EXTRACTED INFORMATION:
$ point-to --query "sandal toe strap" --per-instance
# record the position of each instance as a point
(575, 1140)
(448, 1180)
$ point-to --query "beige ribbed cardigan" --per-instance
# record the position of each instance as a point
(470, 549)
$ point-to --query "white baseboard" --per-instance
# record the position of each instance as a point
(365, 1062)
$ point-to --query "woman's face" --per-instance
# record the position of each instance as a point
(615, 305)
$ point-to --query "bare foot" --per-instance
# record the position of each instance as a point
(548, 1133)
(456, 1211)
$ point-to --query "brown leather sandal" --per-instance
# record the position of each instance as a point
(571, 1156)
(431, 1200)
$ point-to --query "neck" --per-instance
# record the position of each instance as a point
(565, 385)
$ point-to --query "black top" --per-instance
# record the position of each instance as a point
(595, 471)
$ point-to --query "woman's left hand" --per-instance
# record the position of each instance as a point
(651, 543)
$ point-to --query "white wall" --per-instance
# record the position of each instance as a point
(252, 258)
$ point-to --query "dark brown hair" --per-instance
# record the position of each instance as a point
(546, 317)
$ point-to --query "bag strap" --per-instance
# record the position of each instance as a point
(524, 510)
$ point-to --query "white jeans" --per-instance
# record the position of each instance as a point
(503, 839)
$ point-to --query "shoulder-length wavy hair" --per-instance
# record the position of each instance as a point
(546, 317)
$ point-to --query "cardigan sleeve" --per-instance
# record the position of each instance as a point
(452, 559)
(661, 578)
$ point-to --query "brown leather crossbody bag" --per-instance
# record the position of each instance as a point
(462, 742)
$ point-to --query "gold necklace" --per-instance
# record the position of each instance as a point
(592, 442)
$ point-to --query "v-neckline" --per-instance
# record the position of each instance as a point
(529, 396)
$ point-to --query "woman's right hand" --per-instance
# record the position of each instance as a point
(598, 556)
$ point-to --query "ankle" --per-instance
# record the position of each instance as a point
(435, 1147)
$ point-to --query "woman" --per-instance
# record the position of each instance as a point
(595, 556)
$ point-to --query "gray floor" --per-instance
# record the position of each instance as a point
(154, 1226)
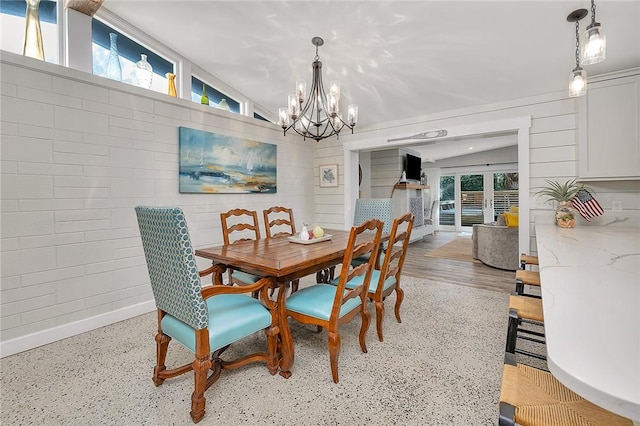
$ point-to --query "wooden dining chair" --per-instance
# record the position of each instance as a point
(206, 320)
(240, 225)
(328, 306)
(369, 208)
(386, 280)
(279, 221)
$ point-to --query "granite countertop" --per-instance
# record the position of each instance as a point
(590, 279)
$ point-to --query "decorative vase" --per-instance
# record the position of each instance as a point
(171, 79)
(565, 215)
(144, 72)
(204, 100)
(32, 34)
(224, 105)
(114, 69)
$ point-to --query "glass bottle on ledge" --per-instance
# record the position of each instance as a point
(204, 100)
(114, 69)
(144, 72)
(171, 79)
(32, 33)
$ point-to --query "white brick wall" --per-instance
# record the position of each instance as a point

REQUIRED WORK: Gather every line of the data above that contains the string "strap", and reproduce each one in full.

CORRECT RESULT:
$ point-to --query "sandal toe strap" --per-instance
$ point-to --query "bag strap" --per-instance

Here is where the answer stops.